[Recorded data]
----------

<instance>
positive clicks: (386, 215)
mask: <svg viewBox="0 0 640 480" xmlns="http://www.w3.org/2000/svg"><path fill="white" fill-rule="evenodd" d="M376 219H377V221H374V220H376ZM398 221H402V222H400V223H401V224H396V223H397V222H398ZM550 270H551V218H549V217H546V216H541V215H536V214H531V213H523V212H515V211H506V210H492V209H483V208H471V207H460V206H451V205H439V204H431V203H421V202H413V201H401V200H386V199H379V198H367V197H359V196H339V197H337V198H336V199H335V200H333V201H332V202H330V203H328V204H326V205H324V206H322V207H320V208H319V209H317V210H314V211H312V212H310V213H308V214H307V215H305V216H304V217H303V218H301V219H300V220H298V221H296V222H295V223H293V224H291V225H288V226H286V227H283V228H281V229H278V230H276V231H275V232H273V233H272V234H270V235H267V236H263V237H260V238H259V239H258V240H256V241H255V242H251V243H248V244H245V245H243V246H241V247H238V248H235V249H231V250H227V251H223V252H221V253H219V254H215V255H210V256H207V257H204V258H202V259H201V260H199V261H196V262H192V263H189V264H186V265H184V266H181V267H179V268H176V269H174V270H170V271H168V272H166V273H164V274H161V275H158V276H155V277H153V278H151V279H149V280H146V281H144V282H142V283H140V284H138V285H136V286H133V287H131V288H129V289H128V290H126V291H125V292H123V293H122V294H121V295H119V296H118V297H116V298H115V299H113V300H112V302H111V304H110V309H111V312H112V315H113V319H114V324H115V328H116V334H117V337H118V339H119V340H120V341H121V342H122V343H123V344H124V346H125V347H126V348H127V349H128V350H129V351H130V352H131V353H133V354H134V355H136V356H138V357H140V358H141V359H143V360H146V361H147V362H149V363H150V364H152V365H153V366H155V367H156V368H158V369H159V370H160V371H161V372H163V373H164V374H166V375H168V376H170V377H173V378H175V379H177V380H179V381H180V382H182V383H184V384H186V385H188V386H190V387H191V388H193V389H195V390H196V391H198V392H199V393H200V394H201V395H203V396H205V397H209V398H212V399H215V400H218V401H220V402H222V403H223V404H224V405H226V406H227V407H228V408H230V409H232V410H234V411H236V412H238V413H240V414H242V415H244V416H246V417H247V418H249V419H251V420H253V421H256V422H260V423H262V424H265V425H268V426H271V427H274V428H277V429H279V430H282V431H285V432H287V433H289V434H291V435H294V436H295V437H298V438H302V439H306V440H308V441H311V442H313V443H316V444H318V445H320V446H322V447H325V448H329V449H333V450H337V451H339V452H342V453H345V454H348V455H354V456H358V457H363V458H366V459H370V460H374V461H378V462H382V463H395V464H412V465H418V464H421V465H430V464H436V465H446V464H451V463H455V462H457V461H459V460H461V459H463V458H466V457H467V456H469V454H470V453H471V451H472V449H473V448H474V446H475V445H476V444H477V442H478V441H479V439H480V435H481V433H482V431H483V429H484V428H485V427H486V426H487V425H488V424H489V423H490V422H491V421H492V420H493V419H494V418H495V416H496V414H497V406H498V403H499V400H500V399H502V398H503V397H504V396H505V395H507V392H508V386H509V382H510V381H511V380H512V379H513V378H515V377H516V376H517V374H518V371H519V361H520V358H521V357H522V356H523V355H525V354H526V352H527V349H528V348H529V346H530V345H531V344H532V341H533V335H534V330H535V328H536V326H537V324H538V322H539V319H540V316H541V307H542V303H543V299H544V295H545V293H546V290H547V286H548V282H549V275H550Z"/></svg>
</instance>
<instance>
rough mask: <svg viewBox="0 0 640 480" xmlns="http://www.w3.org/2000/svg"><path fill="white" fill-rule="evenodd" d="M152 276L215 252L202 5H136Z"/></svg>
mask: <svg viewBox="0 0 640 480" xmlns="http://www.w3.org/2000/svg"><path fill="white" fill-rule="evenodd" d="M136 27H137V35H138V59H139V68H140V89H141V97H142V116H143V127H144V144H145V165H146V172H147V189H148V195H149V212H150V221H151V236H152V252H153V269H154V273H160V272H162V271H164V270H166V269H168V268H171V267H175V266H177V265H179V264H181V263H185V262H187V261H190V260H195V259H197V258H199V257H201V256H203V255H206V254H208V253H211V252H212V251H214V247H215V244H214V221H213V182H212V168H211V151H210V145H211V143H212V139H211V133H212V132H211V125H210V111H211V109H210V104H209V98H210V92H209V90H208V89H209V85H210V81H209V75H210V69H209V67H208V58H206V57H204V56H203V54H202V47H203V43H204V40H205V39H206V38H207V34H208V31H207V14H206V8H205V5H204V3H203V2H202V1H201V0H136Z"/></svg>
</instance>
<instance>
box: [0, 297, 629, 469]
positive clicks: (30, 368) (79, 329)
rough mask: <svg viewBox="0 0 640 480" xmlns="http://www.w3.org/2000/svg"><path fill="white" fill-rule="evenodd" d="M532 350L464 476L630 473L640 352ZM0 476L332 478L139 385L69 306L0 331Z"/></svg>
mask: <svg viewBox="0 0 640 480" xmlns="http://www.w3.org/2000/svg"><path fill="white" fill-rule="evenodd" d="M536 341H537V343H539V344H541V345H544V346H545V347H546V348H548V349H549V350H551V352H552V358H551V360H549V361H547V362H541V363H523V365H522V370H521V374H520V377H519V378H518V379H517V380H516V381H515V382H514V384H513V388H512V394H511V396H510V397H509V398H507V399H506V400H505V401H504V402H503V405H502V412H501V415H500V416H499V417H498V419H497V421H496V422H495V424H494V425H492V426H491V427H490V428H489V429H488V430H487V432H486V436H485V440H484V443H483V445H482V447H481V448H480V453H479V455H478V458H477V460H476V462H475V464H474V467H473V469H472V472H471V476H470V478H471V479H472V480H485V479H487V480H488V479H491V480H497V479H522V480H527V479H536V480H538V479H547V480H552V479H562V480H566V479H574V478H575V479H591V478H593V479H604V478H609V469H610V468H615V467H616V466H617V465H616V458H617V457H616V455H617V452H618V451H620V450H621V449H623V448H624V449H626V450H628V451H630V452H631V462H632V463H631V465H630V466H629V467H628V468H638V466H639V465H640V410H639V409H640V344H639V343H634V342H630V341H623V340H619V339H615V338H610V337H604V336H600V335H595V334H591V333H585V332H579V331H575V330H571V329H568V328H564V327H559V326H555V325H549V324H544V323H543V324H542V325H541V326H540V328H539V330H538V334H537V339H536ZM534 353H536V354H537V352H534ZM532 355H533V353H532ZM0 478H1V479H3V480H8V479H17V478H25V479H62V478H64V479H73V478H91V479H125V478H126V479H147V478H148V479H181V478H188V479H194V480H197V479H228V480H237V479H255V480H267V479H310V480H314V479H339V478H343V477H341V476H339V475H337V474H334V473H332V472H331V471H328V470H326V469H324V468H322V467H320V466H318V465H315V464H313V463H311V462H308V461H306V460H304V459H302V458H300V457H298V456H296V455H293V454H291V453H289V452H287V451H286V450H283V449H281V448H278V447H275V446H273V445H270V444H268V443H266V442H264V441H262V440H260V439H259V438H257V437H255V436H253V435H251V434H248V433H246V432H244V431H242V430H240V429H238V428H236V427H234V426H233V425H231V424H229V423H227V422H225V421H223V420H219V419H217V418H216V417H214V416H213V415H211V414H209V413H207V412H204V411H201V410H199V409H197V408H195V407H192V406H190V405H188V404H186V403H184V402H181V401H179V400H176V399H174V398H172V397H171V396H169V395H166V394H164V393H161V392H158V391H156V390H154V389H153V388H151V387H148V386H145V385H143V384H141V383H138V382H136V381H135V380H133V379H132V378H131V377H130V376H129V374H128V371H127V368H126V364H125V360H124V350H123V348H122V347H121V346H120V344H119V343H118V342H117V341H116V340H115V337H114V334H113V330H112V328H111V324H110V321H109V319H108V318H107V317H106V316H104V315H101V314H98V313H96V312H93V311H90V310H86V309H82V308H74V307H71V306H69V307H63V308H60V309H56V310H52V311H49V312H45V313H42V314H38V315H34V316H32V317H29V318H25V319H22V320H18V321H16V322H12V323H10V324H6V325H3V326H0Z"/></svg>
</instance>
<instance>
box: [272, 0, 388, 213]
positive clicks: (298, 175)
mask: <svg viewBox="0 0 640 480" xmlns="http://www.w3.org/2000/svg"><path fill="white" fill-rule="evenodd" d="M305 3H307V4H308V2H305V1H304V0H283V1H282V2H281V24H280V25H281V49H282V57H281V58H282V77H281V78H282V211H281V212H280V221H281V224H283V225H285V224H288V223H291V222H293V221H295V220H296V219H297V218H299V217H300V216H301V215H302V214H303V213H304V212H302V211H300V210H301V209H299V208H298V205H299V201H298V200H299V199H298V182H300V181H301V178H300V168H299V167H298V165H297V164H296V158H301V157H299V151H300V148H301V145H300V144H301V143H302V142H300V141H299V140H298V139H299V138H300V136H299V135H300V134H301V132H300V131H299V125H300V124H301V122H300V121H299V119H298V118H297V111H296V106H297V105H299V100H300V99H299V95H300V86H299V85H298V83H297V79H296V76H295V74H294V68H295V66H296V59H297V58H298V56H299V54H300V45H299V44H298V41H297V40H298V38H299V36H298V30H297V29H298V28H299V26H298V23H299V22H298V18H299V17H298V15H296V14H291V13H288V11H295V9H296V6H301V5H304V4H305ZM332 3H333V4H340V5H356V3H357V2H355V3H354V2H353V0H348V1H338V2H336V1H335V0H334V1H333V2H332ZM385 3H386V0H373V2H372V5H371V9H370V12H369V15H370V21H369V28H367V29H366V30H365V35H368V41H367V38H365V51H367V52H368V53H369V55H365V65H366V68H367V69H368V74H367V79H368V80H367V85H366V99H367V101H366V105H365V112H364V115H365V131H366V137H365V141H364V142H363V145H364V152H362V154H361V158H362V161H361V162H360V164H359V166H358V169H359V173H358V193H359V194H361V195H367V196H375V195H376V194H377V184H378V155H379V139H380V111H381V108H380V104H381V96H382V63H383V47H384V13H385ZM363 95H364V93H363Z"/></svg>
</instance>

----------

THE TASK —
Every line in the records above with "positive" in it adds one to the count; give that count and nothing else.

YOUR RESPONSE —
3